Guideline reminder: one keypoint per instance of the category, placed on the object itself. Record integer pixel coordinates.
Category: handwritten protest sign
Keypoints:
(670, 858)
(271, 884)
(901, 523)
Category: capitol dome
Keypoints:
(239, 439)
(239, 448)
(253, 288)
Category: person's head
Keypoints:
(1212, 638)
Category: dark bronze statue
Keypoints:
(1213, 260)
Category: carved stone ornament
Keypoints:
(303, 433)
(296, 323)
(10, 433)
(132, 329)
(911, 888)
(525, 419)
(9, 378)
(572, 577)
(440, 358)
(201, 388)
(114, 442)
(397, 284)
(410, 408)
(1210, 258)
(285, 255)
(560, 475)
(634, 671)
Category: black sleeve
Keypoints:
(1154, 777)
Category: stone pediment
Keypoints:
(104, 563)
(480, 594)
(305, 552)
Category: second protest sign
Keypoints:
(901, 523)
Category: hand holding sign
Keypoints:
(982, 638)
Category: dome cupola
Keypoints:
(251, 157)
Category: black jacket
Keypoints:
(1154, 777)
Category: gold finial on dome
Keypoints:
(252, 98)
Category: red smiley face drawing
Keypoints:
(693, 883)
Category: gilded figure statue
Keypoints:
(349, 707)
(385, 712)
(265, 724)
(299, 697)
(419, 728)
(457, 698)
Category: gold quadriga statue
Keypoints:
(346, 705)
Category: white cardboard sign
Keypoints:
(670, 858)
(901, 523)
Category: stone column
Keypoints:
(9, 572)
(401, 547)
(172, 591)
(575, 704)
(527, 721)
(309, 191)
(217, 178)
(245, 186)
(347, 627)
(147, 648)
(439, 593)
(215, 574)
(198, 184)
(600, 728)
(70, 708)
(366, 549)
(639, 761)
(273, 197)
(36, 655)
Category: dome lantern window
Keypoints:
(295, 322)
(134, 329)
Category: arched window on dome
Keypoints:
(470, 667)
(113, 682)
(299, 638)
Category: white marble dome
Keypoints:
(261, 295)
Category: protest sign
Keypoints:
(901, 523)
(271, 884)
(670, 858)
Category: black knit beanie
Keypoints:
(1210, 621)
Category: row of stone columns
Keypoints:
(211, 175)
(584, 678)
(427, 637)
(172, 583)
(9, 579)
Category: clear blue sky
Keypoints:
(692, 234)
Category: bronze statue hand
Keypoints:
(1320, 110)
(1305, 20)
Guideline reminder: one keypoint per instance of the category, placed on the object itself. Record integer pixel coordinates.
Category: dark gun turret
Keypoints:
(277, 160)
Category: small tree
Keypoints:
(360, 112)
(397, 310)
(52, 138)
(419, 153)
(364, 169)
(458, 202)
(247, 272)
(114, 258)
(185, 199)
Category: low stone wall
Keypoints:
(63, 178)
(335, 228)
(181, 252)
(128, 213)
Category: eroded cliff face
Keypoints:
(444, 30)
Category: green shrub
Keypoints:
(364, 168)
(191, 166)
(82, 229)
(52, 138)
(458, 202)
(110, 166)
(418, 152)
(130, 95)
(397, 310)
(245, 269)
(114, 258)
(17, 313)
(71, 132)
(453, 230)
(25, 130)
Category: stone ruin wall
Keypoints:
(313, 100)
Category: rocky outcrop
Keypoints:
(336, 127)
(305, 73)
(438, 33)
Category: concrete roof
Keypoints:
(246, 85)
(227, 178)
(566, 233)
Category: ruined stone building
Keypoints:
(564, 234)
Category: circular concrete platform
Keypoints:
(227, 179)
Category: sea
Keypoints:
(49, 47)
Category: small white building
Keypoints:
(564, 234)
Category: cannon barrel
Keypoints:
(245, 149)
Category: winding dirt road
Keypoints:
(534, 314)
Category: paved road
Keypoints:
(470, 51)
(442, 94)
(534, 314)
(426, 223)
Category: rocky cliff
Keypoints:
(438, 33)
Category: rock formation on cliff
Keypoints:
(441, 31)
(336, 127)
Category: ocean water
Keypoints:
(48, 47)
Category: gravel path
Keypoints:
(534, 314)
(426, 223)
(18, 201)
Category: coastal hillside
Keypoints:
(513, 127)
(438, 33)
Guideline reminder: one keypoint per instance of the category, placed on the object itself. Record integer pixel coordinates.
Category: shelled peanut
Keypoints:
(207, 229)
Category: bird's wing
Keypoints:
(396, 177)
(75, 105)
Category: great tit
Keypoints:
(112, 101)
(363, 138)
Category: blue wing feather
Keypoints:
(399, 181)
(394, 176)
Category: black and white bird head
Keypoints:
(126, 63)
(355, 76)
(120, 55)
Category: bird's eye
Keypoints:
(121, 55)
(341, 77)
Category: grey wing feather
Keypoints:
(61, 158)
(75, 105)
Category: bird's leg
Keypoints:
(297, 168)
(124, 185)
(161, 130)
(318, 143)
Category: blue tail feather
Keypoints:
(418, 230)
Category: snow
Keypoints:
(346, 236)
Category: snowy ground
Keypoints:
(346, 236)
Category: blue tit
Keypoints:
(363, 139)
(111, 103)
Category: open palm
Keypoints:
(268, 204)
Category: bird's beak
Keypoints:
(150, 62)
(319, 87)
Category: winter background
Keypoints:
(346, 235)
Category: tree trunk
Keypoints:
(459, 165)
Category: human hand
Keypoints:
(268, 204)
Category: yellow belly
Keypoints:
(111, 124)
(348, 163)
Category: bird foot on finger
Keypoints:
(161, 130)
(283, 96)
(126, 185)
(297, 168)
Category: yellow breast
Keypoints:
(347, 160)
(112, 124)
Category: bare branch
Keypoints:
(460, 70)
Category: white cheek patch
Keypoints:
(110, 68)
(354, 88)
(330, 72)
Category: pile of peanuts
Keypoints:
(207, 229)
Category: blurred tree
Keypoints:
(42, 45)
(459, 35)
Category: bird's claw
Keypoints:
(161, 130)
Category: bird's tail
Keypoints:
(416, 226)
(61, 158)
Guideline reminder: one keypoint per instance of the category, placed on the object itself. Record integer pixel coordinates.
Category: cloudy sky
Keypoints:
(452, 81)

^^^^^^^^^^^^^^^^

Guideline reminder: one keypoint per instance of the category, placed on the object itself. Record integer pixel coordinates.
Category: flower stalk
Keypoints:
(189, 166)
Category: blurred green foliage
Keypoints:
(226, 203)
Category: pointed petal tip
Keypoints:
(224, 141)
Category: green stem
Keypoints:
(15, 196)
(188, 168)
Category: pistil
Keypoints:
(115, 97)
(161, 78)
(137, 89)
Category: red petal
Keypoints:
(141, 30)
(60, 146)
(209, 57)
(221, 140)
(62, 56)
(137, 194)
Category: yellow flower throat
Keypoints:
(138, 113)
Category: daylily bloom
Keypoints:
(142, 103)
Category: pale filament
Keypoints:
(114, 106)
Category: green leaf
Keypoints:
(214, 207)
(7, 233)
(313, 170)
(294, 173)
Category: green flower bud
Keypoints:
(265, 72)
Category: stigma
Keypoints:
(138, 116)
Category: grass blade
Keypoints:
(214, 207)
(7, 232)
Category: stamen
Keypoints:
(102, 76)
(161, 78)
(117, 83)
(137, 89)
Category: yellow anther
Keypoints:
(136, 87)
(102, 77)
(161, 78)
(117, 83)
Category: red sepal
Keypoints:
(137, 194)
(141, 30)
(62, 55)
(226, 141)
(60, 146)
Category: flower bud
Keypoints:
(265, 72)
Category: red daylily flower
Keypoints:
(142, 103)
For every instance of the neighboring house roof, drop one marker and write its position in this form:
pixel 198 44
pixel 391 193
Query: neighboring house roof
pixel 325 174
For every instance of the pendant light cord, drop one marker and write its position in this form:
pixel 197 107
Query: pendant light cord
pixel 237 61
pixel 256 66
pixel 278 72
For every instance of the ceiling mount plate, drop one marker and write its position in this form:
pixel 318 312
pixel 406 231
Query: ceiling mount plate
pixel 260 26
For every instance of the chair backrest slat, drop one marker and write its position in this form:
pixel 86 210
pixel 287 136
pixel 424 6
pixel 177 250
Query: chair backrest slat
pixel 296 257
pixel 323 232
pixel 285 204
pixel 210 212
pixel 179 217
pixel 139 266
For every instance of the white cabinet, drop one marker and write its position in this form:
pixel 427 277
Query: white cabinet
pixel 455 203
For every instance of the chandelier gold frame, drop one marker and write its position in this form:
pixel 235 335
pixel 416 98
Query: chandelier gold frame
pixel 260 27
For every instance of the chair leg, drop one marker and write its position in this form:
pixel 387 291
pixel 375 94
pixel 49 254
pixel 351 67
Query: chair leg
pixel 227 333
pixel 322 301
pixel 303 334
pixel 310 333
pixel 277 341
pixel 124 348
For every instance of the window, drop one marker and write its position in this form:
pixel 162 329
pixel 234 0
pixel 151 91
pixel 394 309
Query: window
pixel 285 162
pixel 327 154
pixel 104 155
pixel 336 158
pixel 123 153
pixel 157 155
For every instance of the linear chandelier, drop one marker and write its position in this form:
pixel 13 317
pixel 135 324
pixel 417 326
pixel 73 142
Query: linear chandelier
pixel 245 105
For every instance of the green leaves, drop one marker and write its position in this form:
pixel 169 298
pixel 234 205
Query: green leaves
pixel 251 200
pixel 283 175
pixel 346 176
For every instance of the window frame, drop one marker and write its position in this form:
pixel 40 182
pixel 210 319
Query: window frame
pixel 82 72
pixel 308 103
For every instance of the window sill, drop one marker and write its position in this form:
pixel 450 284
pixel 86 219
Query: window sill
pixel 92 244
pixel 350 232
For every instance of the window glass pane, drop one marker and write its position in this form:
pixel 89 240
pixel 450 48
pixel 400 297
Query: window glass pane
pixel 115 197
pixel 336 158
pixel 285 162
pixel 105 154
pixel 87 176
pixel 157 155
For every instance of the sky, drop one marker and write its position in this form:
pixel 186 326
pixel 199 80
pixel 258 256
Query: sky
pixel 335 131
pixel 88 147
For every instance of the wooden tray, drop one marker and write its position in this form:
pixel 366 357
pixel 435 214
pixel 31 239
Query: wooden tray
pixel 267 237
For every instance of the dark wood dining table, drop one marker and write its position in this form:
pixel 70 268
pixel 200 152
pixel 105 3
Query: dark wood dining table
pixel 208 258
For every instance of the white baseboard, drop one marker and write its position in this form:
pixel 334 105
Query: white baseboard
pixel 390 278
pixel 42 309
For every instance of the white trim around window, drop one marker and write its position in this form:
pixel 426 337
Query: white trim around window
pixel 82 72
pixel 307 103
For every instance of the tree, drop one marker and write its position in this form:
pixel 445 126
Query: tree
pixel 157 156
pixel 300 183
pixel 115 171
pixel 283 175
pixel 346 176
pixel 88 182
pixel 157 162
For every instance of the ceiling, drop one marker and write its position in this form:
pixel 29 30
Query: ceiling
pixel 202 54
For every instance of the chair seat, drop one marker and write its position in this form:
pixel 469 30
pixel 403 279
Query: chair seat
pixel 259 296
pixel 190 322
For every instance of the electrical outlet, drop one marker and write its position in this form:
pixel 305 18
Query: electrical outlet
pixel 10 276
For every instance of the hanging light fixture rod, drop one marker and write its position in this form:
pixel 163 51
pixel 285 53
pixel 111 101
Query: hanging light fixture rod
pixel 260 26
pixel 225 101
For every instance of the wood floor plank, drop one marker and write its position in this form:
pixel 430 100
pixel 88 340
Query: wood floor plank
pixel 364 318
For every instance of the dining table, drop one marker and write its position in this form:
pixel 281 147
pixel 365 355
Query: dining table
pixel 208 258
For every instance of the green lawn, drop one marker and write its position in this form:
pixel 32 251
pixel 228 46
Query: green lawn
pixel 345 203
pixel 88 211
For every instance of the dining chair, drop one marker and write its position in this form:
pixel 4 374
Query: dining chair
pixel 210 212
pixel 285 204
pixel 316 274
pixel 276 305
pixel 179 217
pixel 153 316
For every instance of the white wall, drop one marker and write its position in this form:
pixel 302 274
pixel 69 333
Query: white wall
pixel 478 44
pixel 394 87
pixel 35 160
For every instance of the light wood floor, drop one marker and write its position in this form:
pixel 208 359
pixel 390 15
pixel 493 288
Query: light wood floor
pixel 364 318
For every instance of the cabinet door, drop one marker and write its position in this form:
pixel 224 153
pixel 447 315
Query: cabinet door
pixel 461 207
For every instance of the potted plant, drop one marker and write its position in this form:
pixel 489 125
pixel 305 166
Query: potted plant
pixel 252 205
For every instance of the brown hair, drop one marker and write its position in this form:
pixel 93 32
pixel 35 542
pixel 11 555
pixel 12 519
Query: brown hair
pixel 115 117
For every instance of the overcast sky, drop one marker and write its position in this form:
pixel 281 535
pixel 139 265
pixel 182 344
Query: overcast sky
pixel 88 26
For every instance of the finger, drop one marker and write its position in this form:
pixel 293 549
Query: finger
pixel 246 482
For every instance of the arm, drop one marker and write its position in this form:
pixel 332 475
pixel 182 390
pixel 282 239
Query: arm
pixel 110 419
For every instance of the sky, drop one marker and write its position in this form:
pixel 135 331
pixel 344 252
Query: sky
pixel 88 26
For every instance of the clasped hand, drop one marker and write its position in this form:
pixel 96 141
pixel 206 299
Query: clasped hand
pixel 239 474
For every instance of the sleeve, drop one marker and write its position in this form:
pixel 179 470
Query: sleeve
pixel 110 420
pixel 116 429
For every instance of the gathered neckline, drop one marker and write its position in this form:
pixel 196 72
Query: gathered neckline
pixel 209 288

^^^^^^^^^^^^^^^^

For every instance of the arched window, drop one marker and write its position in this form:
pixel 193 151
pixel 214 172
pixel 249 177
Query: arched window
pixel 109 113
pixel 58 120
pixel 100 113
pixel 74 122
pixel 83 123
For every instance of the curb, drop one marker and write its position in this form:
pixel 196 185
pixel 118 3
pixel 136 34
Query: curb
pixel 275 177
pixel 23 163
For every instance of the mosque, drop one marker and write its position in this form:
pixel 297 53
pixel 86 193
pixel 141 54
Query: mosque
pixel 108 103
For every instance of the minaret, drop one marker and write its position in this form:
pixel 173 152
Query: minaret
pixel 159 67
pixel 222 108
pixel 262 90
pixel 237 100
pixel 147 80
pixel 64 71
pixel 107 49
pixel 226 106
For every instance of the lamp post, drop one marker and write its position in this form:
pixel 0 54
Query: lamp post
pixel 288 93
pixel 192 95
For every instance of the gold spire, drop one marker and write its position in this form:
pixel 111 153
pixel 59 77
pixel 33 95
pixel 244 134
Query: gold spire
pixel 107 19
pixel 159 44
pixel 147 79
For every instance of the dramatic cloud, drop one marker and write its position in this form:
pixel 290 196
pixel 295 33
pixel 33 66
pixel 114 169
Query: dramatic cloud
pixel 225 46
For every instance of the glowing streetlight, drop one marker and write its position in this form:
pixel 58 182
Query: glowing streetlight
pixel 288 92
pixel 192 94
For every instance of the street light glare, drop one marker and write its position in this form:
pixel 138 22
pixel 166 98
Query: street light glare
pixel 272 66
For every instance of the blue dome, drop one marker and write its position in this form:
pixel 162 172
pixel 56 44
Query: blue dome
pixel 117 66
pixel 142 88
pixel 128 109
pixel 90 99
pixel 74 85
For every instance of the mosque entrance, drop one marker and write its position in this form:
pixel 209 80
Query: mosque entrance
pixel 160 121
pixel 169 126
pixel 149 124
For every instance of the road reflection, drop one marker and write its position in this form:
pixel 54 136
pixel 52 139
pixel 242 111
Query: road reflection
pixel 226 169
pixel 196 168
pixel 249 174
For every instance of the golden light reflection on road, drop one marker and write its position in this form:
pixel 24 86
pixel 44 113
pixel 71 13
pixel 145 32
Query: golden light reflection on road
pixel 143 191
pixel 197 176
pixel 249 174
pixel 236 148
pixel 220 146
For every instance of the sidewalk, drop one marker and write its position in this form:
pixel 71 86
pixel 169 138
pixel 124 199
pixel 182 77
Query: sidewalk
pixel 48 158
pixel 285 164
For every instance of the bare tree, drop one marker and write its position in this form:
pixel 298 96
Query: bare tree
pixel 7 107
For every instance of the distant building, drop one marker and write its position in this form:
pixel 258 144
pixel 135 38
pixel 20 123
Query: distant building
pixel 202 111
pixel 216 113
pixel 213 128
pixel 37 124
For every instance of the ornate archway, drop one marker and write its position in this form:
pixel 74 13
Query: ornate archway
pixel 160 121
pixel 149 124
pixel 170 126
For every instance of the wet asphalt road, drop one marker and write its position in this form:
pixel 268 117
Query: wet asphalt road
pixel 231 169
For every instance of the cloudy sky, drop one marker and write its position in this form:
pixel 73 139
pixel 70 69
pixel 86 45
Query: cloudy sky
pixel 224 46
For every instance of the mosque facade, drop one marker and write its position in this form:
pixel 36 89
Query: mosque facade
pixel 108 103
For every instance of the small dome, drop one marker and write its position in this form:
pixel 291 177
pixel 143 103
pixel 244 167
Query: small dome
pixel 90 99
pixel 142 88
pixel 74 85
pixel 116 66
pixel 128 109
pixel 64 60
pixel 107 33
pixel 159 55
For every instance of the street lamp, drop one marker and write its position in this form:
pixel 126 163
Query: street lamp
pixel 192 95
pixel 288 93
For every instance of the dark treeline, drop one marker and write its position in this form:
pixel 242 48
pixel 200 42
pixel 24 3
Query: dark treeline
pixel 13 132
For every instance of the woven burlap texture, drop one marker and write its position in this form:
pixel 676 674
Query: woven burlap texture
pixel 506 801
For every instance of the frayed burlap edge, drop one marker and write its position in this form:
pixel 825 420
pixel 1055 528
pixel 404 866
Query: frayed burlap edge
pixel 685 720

^^^^^^^^^^^^^^^^

Take the records above and return, word for word, only the lines that fall from the line with "For every instance of the wooden" to the line with "pixel 105 3", both of them included.

§ Answer box
For every instance of the wooden tray, drop one marker and write its position in this form:
pixel 366 357
pixel 435 214
pixel 31 239
Query: wooden tray
pixel 267 237
For every instance of the dark wood dining table, drop one marker and write its position in this form:
pixel 70 268
pixel 200 152
pixel 105 3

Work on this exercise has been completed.